[Pointing records]
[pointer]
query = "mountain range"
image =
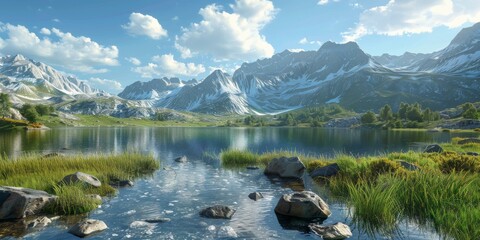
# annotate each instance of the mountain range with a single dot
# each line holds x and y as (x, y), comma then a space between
(335, 73)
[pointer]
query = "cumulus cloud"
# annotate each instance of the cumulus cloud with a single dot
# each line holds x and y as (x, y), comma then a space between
(322, 2)
(134, 61)
(305, 41)
(166, 66)
(229, 35)
(144, 25)
(413, 17)
(106, 84)
(63, 49)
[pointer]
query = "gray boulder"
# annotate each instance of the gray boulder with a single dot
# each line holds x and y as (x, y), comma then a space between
(87, 227)
(182, 159)
(218, 211)
(469, 140)
(16, 202)
(255, 196)
(83, 178)
(304, 204)
(434, 148)
(286, 167)
(335, 231)
(327, 171)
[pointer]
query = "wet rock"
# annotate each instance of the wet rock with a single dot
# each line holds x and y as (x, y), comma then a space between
(182, 159)
(51, 155)
(87, 227)
(304, 204)
(468, 140)
(16, 202)
(83, 178)
(39, 222)
(226, 232)
(327, 171)
(218, 211)
(255, 196)
(335, 231)
(408, 166)
(157, 220)
(434, 148)
(286, 167)
(472, 153)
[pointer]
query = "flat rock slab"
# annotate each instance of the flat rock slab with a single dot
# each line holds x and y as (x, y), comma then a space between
(255, 196)
(83, 178)
(332, 232)
(17, 202)
(304, 204)
(218, 211)
(87, 227)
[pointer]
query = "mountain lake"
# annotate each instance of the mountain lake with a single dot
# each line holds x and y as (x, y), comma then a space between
(180, 190)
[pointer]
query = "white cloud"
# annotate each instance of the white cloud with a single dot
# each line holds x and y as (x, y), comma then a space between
(166, 66)
(45, 31)
(322, 2)
(134, 61)
(62, 49)
(106, 84)
(305, 41)
(413, 17)
(144, 25)
(229, 36)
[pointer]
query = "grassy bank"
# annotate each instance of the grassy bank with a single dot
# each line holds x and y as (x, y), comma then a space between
(444, 194)
(37, 172)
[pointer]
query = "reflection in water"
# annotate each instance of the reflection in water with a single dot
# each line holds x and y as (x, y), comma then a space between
(183, 190)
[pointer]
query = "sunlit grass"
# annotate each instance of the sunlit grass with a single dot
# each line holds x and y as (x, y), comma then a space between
(37, 172)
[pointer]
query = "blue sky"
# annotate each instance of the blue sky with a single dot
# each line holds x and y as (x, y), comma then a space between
(114, 43)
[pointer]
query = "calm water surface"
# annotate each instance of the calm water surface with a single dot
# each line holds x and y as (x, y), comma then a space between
(182, 190)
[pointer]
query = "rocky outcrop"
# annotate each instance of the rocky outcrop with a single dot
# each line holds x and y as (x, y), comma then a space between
(255, 196)
(218, 211)
(286, 167)
(434, 148)
(82, 178)
(332, 232)
(304, 204)
(327, 171)
(87, 227)
(16, 202)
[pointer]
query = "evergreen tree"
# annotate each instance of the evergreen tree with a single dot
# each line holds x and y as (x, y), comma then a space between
(5, 104)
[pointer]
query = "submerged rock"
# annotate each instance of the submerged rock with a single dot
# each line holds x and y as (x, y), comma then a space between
(226, 232)
(286, 167)
(255, 196)
(17, 202)
(304, 204)
(182, 159)
(327, 171)
(434, 148)
(335, 231)
(87, 227)
(218, 211)
(83, 178)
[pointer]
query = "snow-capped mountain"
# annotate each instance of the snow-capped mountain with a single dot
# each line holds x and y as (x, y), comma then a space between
(337, 73)
(29, 80)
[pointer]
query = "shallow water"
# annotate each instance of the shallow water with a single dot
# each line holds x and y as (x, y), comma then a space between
(180, 190)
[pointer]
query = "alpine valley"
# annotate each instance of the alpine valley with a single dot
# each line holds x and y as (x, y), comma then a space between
(336, 73)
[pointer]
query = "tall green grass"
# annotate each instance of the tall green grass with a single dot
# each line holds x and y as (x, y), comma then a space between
(37, 172)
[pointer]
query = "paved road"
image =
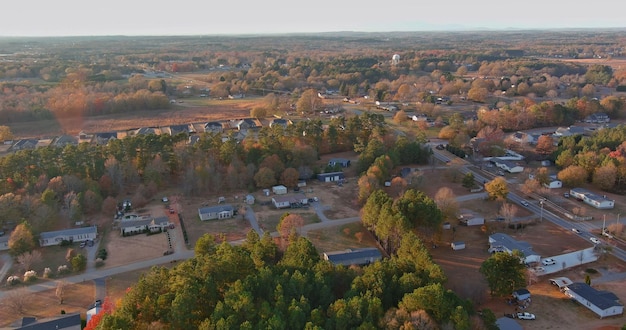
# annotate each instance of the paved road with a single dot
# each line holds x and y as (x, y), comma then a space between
(533, 206)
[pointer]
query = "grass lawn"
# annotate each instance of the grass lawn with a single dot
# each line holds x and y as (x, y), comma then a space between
(344, 237)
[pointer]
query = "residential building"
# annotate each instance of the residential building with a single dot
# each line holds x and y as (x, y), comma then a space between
(332, 176)
(500, 242)
(595, 200)
(61, 322)
(603, 303)
(72, 235)
(4, 242)
(214, 127)
(293, 200)
(339, 161)
(24, 144)
(153, 225)
(103, 138)
(63, 140)
(358, 257)
(218, 212)
(279, 122)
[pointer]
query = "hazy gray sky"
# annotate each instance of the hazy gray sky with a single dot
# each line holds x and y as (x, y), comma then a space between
(154, 17)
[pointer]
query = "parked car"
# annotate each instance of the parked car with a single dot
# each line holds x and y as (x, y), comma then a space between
(525, 316)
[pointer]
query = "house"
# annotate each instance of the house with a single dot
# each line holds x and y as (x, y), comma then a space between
(214, 127)
(561, 282)
(597, 201)
(569, 131)
(279, 190)
(145, 131)
(24, 144)
(469, 218)
(92, 312)
(249, 199)
(223, 211)
(64, 140)
(597, 118)
(553, 184)
(72, 235)
(285, 201)
(4, 242)
(279, 122)
(103, 138)
(332, 176)
(500, 242)
(358, 257)
(521, 294)
(603, 303)
(506, 323)
(61, 322)
(521, 137)
(507, 165)
(457, 245)
(141, 225)
(245, 124)
(339, 161)
(179, 129)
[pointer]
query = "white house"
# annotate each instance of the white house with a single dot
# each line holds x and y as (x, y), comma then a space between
(500, 242)
(141, 226)
(224, 211)
(350, 257)
(284, 201)
(553, 184)
(279, 190)
(4, 243)
(603, 303)
(597, 201)
(72, 235)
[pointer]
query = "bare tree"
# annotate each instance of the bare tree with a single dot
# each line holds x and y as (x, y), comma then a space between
(508, 211)
(27, 259)
(60, 291)
(17, 300)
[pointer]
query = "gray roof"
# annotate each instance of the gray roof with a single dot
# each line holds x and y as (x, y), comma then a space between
(602, 299)
(72, 231)
(338, 257)
(216, 209)
(511, 244)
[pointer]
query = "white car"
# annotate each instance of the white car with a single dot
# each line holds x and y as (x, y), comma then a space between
(525, 316)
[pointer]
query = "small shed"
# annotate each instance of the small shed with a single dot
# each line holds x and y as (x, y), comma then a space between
(279, 190)
(457, 245)
(521, 294)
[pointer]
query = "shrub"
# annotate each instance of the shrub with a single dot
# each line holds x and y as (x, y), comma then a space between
(13, 280)
(63, 269)
(47, 272)
(30, 276)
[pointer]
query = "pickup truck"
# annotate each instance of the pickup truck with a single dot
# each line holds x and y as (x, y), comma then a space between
(525, 316)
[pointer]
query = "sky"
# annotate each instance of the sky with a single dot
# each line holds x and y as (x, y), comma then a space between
(207, 17)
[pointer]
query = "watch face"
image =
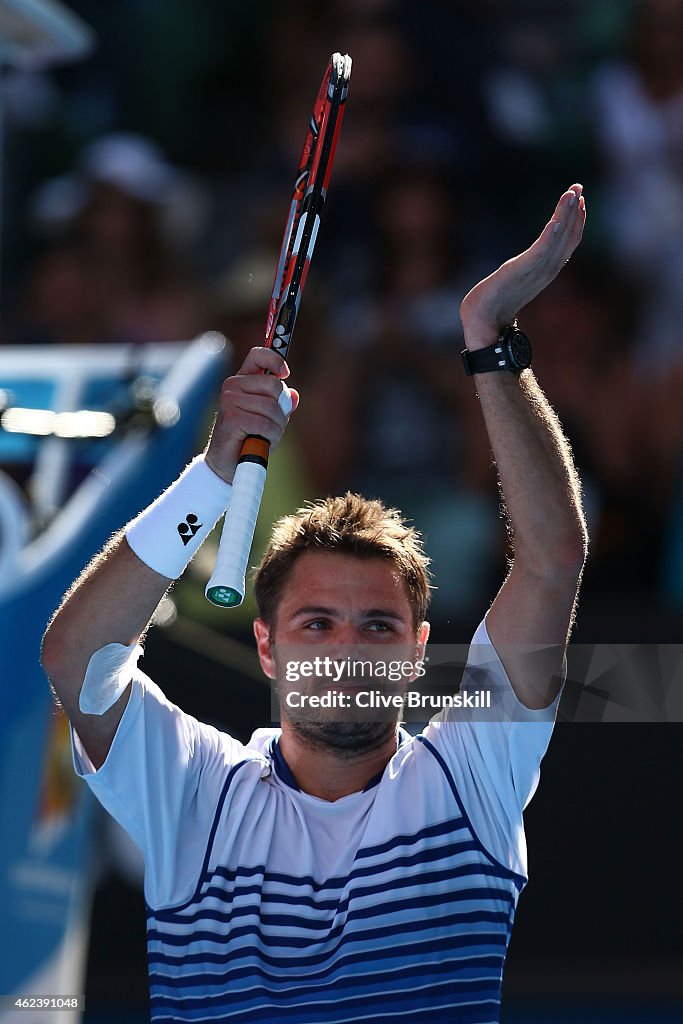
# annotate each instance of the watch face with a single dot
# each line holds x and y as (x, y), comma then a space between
(519, 348)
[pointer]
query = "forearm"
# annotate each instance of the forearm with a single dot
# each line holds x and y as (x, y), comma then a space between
(111, 602)
(539, 481)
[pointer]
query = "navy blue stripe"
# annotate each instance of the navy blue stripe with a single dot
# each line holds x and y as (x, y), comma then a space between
(404, 881)
(409, 839)
(340, 906)
(382, 1001)
(519, 880)
(474, 989)
(485, 1013)
(417, 953)
(282, 768)
(422, 856)
(298, 942)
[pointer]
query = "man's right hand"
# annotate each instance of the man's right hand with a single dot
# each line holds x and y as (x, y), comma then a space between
(249, 404)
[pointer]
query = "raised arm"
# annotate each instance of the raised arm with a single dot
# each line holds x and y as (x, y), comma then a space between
(541, 488)
(116, 595)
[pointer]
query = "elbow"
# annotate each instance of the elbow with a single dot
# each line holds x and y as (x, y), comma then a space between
(560, 557)
(52, 655)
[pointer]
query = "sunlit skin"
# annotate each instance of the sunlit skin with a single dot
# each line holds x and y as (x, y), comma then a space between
(337, 604)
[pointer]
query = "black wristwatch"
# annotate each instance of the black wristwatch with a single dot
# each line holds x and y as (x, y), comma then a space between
(511, 351)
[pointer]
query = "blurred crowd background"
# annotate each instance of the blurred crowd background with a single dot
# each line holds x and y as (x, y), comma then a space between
(145, 190)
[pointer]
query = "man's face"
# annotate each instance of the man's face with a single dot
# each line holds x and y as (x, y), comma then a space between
(343, 628)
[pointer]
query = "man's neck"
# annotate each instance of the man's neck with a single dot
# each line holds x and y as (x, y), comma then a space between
(328, 774)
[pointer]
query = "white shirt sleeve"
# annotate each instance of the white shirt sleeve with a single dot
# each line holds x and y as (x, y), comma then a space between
(150, 782)
(494, 755)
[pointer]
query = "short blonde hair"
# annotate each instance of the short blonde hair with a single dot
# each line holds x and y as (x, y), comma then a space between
(347, 524)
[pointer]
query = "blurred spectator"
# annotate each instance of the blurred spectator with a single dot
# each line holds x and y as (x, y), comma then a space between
(113, 270)
(639, 122)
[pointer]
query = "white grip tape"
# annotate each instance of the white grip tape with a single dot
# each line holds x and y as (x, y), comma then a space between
(285, 400)
(236, 540)
(238, 534)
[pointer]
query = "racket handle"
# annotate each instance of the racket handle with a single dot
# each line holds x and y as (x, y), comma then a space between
(226, 586)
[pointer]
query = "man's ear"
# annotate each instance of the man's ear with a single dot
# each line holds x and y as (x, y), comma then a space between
(420, 644)
(423, 637)
(263, 646)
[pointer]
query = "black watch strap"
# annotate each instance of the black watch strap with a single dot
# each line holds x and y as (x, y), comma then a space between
(511, 351)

• Exercise directions
Pick out each line of the rows above that contains the string "strap" and copy those lines.

• Completed exercise
query = "black watch strap"
# annotate each instance of the black watch strap with a single dot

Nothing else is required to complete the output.